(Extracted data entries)
________________________________________

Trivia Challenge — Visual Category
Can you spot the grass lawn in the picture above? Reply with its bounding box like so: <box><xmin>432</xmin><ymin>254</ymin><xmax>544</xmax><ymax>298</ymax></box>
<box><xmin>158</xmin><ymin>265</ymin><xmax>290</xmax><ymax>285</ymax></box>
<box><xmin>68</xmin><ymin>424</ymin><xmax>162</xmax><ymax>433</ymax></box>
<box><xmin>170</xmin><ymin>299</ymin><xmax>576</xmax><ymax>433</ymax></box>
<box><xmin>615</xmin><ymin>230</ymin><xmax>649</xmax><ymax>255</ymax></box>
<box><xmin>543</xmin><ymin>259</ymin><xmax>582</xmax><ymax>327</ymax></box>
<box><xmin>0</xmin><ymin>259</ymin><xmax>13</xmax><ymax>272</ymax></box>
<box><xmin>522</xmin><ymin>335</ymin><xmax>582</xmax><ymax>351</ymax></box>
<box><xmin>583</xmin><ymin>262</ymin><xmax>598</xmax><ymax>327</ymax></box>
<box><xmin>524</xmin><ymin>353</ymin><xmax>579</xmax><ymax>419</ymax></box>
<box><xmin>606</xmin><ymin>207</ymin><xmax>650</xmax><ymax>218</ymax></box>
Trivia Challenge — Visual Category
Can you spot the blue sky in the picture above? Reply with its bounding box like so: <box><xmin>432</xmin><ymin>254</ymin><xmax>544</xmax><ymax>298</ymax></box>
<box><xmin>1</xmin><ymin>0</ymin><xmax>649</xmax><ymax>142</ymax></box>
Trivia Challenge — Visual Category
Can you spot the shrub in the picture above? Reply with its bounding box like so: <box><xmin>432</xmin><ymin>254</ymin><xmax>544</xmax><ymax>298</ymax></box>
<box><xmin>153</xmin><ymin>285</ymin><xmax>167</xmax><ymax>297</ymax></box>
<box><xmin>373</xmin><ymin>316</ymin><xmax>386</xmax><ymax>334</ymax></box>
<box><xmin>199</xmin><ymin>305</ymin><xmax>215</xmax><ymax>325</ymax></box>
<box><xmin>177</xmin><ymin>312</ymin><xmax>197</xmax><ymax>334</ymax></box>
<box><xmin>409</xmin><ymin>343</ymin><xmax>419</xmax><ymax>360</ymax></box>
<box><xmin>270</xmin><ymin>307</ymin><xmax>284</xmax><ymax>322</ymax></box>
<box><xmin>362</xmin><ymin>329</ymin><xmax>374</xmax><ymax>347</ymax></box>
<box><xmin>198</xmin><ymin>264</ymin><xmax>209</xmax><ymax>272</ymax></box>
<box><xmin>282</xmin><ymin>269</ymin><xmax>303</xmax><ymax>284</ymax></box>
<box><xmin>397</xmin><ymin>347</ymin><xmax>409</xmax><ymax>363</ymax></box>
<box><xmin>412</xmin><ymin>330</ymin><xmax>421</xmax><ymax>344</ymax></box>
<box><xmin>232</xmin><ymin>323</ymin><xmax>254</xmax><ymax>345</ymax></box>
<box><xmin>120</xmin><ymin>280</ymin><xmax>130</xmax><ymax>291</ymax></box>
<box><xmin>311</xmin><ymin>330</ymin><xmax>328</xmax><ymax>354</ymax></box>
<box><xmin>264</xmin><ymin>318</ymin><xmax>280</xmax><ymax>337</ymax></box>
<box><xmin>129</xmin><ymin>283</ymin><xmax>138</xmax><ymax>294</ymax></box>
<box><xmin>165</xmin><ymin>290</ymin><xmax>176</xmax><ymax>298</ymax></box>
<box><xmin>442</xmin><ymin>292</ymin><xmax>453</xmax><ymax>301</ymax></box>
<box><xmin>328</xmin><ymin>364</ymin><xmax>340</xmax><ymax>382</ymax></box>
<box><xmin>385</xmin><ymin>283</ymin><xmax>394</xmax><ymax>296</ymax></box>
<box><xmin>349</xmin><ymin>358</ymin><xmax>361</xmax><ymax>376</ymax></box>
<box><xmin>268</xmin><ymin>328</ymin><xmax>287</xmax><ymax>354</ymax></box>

________________________________________

Each line of the data has to be written out exactly as it appears.

Trivia Challenge — Visual Category
Can you spot the grass lawn in the picture above? Reply with its bounding box like so: <box><xmin>432</xmin><ymin>254</ymin><xmax>544</xmax><ymax>298</ymax></box>
<box><xmin>158</xmin><ymin>265</ymin><xmax>290</xmax><ymax>285</ymax></box>
<box><xmin>68</xmin><ymin>424</ymin><xmax>162</xmax><ymax>433</ymax></box>
<box><xmin>170</xmin><ymin>299</ymin><xmax>576</xmax><ymax>433</ymax></box>
<box><xmin>615</xmin><ymin>230</ymin><xmax>649</xmax><ymax>255</ymax></box>
<box><xmin>543</xmin><ymin>259</ymin><xmax>582</xmax><ymax>327</ymax></box>
<box><xmin>0</xmin><ymin>259</ymin><xmax>13</xmax><ymax>272</ymax></box>
<box><xmin>522</xmin><ymin>335</ymin><xmax>582</xmax><ymax>351</ymax></box>
<box><xmin>583</xmin><ymin>262</ymin><xmax>598</xmax><ymax>327</ymax></box>
<box><xmin>524</xmin><ymin>353</ymin><xmax>579</xmax><ymax>419</ymax></box>
<box><xmin>606</xmin><ymin>207</ymin><xmax>650</xmax><ymax>218</ymax></box>
Trivia Challenge — Visual Category
Can you spot the blue sky in the picture above? Reply with its bounding box like so: <box><xmin>432</xmin><ymin>254</ymin><xmax>544</xmax><ymax>298</ymax></box>
<box><xmin>1</xmin><ymin>0</ymin><xmax>649</xmax><ymax>142</ymax></box>
Trivia Challenge — Visual Category
Can you spot the shrub in the picture above? Reply with its bounding box like so: <box><xmin>432</xmin><ymin>254</ymin><xmax>544</xmax><ymax>298</ymax></box>
<box><xmin>153</xmin><ymin>285</ymin><xmax>167</xmax><ymax>297</ymax></box>
<box><xmin>373</xmin><ymin>316</ymin><xmax>386</xmax><ymax>334</ymax></box>
<box><xmin>199</xmin><ymin>305</ymin><xmax>215</xmax><ymax>325</ymax></box>
<box><xmin>177</xmin><ymin>312</ymin><xmax>197</xmax><ymax>334</ymax></box>
<box><xmin>409</xmin><ymin>343</ymin><xmax>419</xmax><ymax>360</ymax></box>
<box><xmin>270</xmin><ymin>307</ymin><xmax>284</xmax><ymax>322</ymax></box>
<box><xmin>362</xmin><ymin>329</ymin><xmax>374</xmax><ymax>347</ymax></box>
<box><xmin>198</xmin><ymin>264</ymin><xmax>209</xmax><ymax>272</ymax></box>
<box><xmin>282</xmin><ymin>269</ymin><xmax>303</xmax><ymax>284</ymax></box>
<box><xmin>397</xmin><ymin>347</ymin><xmax>409</xmax><ymax>363</ymax></box>
<box><xmin>412</xmin><ymin>330</ymin><xmax>421</xmax><ymax>344</ymax></box>
<box><xmin>232</xmin><ymin>323</ymin><xmax>254</xmax><ymax>345</ymax></box>
<box><xmin>120</xmin><ymin>280</ymin><xmax>130</xmax><ymax>291</ymax></box>
<box><xmin>311</xmin><ymin>330</ymin><xmax>328</xmax><ymax>354</ymax></box>
<box><xmin>264</xmin><ymin>318</ymin><xmax>280</xmax><ymax>337</ymax></box>
<box><xmin>129</xmin><ymin>283</ymin><xmax>138</xmax><ymax>294</ymax></box>
<box><xmin>165</xmin><ymin>290</ymin><xmax>176</xmax><ymax>298</ymax></box>
<box><xmin>442</xmin><ymin>292</ymin><xmax>453</xmax><ymax>301</ymax></box>
<box><xmin>328</xmin><ymin>364</ymin><xmax>340</xmax><ymax>382</ymax></box>
<box><xmin>385</xmin><ymin>283</ymin><xmax>394</xmax><ymax>296</ymax></box>
<box><xmin>349</xmin><ymin>358</ymin><xmax>361</xmax><ymax>376</ymax></box>
<box><xmin>268</xmin><ymin>328</ymin><xmax>287</xmax><ymax>354</ymax></box>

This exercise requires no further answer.